[begin EXCERPTED PASSAGE]
In doing so, he abided by the investing principles handed down to him by his mentor, Ben Graham, often referred to as ‘value investing’. In essence, this meant investing in companies based on their real value and assets (and their ability to grow them) rather than what was likely to happen to their short or medium-term share price. Graham and Buffet both took the view that value and price were not identical, even if they gravitated in the same direction over the long-term (leading Graham to famously comment that ‘in the short run the stock market is a voting machine but in the long run it’s a weighing machine’).

In particular, Graham and Buffett took issue with the academic theory known as ‘Efficient Markets Hypothesis’. This theory states that stock market prices (allegedly like all other prices) are efficient, in that all known information is reflected in them so that it is impossible for significant market inefficiencies to occur, and impossible for any investor to ‘beat the market’ in the long run through anything other than pure luck.

Ben Graham had attacked this view with his parable of ‘Mr Market’, an agreeable potential business partner who is always ready on any given day to do a deal over a business or share of a business so long as he can name the price. One Graham and Buffett acolyte has explained the concept this way:

‘Mr Market is bipolar. Our partner goes through gigantic mood swings from the highest euphoria to the lowest depression. Most of the time Mr Market is taking his meds, and on most days he’s pretty lucid about the prices he sells and buys at. That means most of the time the price of a business is pretty close to its value. But sometimes he can get so insanely optimistic that he prices everything insanely high. On other days Mr Market can get so depressed that, unlike Annie, he’s convinced the sun will not come up tomorrow . . .
It’s kind of a shame to take advantage of someone who’s emotionally unbalanced, but then again, he doesn’t seem to mind. He’s been bipolar for so long he just thinks it’s normal. He doesn’t honestly think that he’s mispricing anything, even if one day the price is $100 a share and just a few months later it’s $10. And if you ask the professors who study Mr Market, they’ll tell you the guy is fine.’ (Phil Town, Rule 1.)

In essence, this is how Buffett has made most of his money – by realising that the market economy isn’t intrinsically an efficient allocator of resources and is driven by wild swings of sentiment that often belie underlying reality. In the great bear market of 1973-4, when stocks in the US more than halved in price measured by the S & P 500 index, and fell by nearly three-quarters in the UK, Buffett said he felt ‘like an over-sexed guy in a whorehouse’. He invested massive amounts and saw share prices recover within a year or so, despite no significant change in the performance of the underlying economy or the companies within it.
[end EXCERPTED PASSAGE]
[begin MATERIAL FOR THIS EXERCISE]
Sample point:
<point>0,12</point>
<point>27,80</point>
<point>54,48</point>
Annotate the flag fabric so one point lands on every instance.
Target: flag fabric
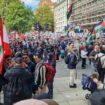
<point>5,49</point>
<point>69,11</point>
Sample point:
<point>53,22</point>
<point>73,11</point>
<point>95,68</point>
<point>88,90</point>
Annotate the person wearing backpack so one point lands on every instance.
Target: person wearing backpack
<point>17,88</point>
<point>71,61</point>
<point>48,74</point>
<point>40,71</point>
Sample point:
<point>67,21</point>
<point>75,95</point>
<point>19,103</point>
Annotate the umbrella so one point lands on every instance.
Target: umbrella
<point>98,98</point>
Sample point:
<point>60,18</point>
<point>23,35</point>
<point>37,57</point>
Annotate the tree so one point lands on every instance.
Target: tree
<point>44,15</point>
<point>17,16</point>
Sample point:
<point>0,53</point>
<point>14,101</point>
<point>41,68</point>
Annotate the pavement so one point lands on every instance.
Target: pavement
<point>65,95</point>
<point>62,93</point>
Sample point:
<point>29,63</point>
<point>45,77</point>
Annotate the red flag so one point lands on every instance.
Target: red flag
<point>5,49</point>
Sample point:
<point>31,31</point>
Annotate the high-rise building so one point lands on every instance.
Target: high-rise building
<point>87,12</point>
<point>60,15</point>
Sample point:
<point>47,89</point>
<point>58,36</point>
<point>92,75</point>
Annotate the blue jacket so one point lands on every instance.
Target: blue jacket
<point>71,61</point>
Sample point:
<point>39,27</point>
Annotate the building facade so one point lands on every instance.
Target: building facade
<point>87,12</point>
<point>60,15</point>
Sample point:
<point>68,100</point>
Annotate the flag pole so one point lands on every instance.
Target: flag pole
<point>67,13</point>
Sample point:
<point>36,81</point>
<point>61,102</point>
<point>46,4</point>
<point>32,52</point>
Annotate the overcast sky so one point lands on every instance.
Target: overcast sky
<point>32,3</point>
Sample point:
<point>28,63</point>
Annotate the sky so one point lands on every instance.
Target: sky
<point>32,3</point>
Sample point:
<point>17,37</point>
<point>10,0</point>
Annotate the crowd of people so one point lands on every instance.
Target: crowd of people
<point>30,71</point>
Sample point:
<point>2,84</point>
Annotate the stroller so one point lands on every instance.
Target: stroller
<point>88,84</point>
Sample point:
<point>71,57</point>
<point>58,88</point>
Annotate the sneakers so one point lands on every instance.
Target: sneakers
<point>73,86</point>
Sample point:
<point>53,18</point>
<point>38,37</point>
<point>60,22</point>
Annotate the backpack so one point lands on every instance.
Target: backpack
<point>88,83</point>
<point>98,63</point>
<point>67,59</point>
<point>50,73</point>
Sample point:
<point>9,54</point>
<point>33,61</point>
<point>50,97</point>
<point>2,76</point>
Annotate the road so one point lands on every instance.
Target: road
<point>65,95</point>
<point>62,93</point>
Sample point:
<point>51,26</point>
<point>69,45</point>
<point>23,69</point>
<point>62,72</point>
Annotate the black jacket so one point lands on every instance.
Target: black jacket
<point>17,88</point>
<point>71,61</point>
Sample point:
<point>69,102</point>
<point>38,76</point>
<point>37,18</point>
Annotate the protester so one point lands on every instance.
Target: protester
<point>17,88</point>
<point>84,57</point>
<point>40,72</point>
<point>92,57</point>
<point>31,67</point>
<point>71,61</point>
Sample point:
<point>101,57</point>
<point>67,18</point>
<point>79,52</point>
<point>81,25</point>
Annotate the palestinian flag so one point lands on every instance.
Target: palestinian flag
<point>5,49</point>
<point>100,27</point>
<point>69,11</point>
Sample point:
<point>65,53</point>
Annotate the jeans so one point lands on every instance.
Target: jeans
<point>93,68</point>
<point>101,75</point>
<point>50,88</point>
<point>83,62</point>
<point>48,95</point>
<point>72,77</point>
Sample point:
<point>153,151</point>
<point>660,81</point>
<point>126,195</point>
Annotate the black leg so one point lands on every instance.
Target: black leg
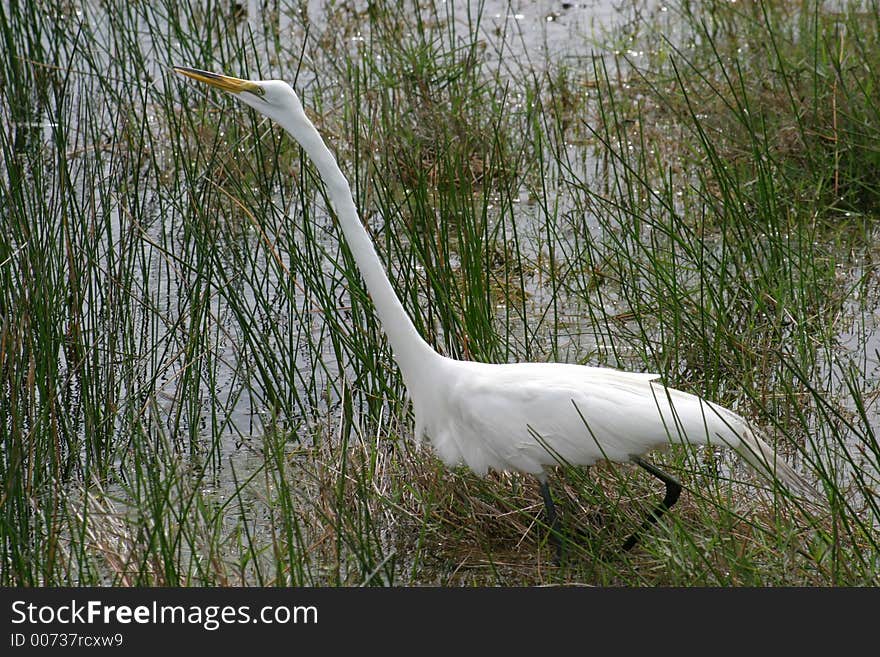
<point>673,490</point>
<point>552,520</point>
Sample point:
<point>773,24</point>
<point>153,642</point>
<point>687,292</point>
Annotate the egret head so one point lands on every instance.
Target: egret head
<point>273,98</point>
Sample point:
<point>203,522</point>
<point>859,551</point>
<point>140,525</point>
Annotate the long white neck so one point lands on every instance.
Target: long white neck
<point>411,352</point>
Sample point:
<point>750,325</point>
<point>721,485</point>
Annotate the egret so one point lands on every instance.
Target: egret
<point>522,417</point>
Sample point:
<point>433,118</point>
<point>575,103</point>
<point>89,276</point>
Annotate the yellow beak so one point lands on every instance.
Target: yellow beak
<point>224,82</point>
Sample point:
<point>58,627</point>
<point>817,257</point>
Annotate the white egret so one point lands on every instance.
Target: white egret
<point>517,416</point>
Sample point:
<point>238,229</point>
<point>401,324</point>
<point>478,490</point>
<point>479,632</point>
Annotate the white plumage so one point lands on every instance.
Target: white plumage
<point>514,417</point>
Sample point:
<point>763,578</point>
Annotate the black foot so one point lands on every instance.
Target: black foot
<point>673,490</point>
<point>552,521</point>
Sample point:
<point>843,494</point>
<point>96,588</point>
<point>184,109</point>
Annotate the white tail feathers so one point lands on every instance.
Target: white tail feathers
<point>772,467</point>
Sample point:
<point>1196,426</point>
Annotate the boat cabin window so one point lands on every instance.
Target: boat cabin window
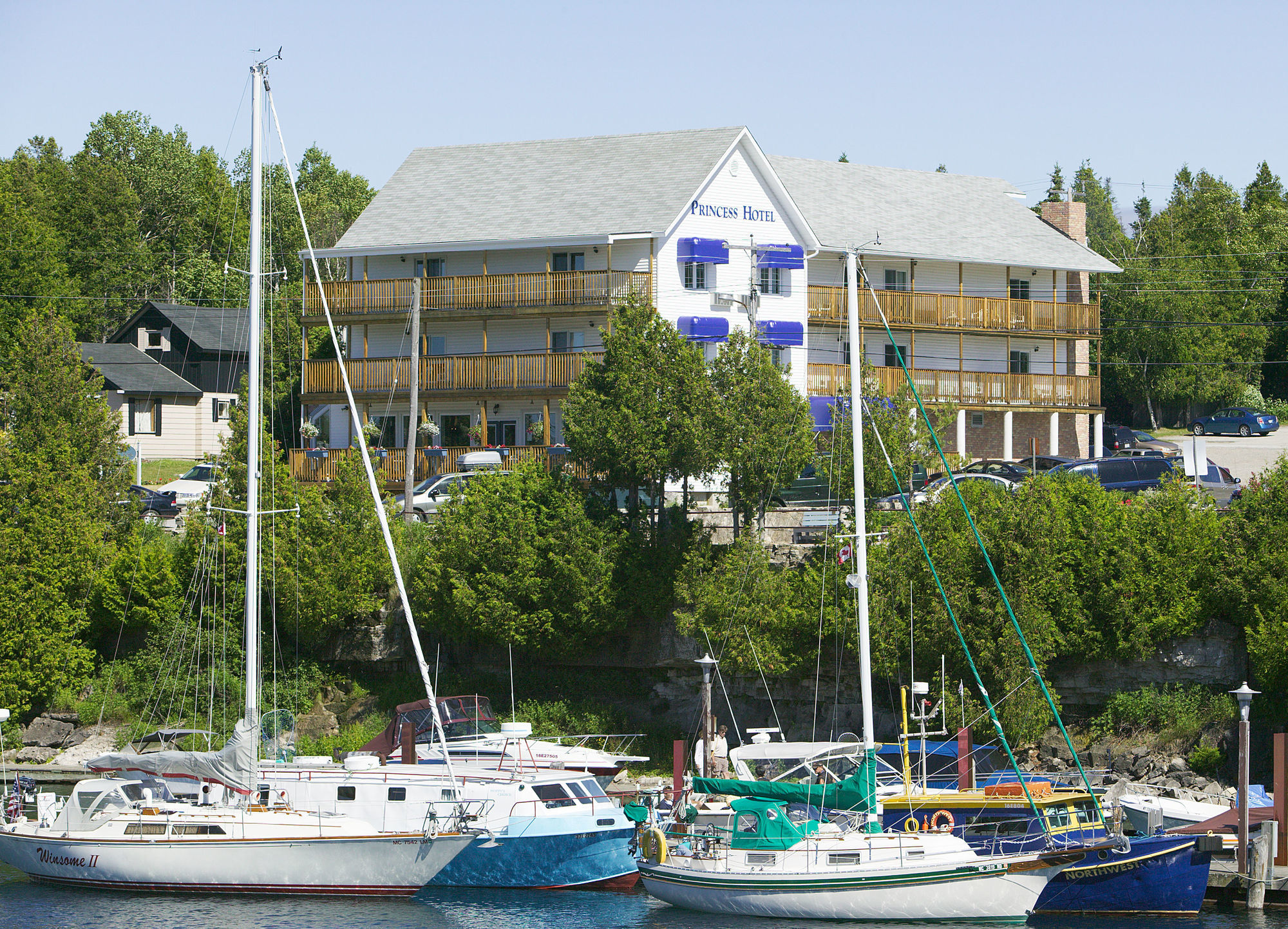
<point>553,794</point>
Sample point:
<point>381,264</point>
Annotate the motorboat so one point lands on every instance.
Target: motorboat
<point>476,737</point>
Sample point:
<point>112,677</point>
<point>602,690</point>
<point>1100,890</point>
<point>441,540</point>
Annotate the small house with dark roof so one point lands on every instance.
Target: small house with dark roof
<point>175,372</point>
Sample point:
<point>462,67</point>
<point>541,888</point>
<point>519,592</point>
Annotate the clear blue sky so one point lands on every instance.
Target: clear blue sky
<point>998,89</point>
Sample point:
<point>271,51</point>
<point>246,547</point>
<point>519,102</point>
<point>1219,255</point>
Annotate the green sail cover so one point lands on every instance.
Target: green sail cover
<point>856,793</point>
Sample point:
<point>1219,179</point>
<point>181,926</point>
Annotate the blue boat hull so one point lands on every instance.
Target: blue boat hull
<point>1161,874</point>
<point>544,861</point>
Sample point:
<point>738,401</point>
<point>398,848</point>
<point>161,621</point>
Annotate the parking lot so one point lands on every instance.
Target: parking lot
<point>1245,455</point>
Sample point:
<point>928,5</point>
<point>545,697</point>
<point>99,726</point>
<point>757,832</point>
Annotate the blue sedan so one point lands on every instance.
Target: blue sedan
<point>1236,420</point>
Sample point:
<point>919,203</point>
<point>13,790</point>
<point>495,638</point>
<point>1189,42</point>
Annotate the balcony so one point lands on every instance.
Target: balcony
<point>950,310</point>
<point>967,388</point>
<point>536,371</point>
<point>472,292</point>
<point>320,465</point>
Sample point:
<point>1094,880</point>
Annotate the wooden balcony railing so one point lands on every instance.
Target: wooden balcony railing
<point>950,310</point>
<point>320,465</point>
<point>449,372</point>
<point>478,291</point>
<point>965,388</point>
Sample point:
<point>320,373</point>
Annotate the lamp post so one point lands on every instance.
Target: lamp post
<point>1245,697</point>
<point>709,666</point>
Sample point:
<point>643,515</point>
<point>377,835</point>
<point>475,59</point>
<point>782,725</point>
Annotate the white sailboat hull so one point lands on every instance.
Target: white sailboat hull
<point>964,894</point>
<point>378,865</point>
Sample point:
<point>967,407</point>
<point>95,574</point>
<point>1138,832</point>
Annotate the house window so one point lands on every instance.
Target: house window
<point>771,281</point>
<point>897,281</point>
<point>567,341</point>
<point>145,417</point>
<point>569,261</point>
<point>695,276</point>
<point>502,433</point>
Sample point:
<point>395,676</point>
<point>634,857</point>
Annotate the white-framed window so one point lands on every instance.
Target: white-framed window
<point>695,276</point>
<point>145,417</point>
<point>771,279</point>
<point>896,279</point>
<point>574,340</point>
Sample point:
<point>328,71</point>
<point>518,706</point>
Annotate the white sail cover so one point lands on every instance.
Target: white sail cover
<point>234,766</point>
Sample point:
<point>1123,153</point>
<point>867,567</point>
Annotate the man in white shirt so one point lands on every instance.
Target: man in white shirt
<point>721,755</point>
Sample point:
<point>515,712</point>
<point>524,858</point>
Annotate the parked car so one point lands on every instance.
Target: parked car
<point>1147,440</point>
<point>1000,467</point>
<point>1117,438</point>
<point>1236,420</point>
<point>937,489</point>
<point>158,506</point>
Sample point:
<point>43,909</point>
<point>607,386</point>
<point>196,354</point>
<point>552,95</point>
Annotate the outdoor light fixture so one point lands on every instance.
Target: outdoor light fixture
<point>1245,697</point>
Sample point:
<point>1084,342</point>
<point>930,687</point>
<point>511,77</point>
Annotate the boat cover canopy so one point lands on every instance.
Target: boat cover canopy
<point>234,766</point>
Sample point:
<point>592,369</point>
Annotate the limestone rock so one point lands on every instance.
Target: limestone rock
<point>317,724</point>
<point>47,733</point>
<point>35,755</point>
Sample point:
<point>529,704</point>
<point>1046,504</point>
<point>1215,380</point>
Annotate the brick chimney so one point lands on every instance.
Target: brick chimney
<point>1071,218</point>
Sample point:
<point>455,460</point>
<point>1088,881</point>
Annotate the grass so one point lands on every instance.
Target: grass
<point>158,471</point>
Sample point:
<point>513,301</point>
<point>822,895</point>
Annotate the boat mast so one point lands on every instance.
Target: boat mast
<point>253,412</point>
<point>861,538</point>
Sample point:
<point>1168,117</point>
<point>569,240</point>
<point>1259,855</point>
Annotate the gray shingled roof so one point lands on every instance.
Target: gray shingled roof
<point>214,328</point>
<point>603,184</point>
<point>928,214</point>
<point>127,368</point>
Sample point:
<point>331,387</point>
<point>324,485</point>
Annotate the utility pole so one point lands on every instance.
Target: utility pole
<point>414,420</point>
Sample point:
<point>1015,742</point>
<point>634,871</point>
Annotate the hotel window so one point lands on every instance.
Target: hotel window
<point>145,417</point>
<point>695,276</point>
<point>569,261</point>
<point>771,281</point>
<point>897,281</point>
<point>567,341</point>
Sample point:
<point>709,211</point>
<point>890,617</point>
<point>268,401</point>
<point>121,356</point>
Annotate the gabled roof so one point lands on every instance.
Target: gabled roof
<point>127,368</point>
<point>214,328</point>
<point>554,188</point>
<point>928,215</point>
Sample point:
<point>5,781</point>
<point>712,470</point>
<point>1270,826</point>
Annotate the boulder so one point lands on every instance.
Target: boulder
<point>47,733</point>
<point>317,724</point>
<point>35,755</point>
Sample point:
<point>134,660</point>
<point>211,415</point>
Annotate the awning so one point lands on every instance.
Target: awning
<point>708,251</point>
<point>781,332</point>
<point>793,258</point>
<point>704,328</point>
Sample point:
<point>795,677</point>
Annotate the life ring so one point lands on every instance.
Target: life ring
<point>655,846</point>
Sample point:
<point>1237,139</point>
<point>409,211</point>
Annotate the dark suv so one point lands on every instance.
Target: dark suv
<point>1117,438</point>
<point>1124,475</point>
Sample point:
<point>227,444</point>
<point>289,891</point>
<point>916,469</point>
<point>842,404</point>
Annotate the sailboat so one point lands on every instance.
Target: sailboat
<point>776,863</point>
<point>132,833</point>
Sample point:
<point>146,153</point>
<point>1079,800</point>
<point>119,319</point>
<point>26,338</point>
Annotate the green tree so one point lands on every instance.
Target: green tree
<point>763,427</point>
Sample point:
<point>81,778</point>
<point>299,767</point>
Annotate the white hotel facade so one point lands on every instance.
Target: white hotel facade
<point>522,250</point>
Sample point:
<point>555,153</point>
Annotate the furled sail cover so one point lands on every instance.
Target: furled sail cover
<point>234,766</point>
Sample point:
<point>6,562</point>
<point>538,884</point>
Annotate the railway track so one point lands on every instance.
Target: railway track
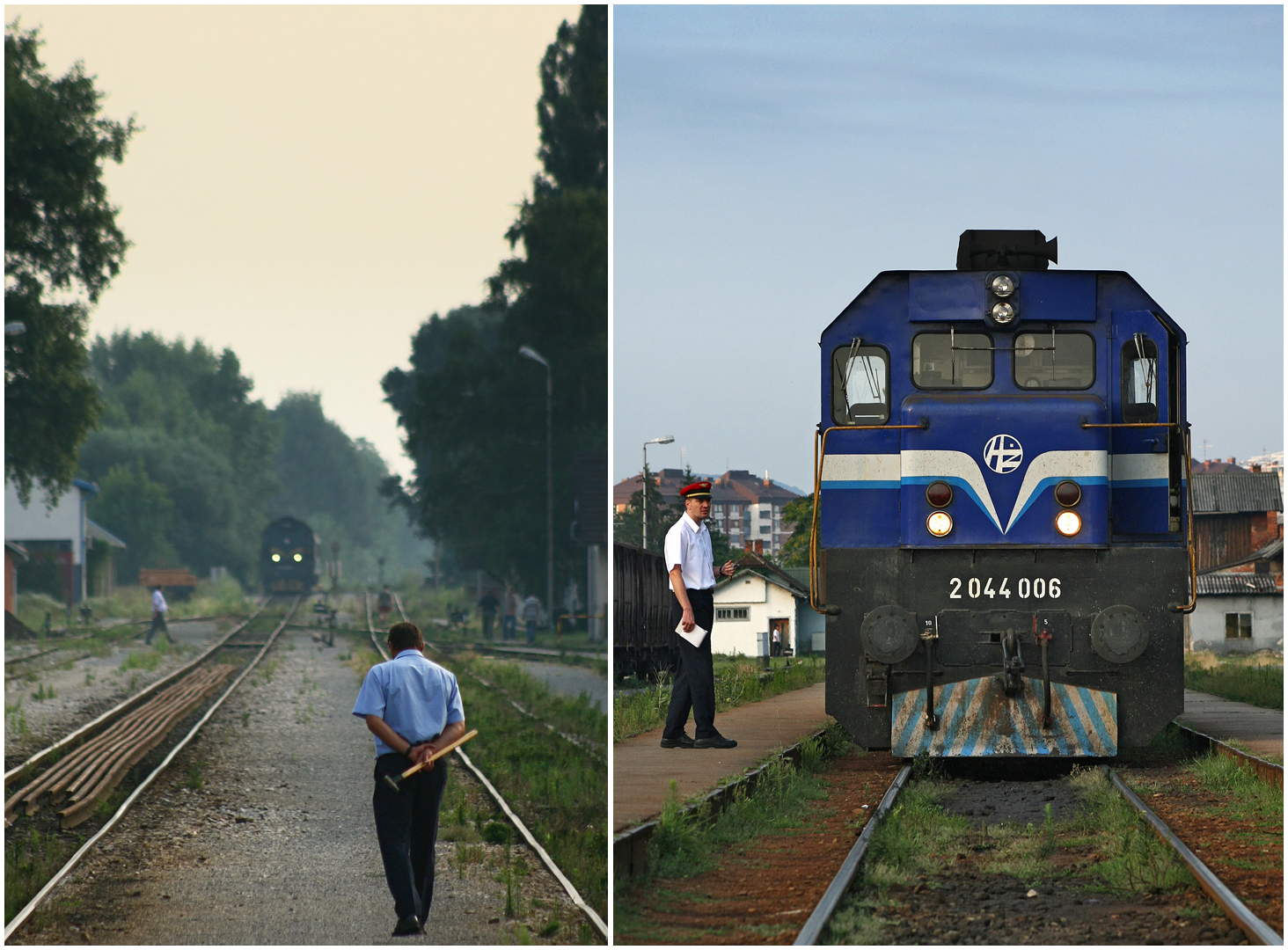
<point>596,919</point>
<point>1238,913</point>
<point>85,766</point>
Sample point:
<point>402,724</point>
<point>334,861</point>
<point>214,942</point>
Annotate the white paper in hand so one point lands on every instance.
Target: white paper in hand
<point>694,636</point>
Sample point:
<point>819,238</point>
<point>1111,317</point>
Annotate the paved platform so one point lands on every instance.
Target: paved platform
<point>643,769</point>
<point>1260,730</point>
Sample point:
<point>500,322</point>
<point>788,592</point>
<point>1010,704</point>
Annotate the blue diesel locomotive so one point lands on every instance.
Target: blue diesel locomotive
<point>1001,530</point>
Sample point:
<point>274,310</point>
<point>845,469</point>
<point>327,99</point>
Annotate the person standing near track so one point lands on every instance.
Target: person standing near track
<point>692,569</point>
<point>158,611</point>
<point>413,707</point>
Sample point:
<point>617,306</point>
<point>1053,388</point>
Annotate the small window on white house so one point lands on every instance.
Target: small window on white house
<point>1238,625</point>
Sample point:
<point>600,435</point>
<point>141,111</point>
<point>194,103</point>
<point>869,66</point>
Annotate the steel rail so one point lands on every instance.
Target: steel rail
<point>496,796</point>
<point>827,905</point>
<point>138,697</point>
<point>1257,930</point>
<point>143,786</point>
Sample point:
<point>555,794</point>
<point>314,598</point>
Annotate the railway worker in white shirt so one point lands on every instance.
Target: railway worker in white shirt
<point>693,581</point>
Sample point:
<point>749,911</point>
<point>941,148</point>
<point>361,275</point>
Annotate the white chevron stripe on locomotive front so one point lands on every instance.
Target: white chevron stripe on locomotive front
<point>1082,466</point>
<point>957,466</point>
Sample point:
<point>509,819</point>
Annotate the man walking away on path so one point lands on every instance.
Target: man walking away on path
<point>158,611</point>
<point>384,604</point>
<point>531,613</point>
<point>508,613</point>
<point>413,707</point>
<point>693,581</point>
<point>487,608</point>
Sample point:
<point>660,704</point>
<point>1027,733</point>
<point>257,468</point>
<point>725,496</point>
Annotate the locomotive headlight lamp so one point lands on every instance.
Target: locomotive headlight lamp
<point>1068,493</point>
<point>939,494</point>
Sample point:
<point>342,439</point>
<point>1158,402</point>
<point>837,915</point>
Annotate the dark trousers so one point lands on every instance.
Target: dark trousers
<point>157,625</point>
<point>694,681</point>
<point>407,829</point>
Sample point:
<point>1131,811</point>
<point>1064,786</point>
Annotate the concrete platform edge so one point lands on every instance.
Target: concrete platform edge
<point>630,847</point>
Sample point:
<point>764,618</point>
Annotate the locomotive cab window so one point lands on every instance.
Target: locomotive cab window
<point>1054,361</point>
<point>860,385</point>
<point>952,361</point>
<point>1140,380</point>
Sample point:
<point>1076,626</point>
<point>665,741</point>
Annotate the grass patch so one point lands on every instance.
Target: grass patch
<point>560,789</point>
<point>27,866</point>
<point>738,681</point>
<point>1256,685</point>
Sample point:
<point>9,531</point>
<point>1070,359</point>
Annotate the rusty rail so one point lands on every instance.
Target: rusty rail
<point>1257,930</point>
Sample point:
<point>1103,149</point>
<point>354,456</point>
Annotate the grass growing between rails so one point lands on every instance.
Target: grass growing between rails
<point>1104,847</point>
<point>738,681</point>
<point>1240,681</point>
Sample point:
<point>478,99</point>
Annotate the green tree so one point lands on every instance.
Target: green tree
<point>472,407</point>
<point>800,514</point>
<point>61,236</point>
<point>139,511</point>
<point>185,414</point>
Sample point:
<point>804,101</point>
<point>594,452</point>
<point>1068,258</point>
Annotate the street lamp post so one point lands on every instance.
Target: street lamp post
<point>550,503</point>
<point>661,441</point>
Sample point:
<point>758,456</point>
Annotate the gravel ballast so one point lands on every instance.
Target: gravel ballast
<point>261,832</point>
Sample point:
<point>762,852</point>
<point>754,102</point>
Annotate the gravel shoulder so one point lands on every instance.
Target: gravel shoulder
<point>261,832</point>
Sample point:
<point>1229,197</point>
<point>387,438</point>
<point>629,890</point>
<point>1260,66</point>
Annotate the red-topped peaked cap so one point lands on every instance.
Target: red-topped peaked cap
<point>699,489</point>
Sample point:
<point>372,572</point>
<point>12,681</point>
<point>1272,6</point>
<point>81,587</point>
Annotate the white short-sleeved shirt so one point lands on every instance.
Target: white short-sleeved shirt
[end MATERIAL FOR THIS EXERCISE]
◆ PARTS OF THE EXERCISE ◆
A: Write out the passage on value investing word for word, starting with "It’s kind of" and going on through "Town, Rule 1.)".
B: How many lines of the listing contain the string "stroller", with case taken into account? Reply with the number alone.
The passage on value investing and the listing are unrelated pieces of material.

◆ ANSWERS BY TASK ◆
A:
It’s kind of a shame to take advantage of someone who’s emotionally unbalanced, but then again, he doesn’t seem to mind. He’s been bipolar for so long he just thinks it’s normal. He doesn’t honestly think that he’s mispricing anything, even if one day the price is $100 a share and just a few months later it’s $10. And if you ask the professors who study Mr Market, they’ll tell you the guy is fine.’ (Phil Town, Rule 1.)

B: 2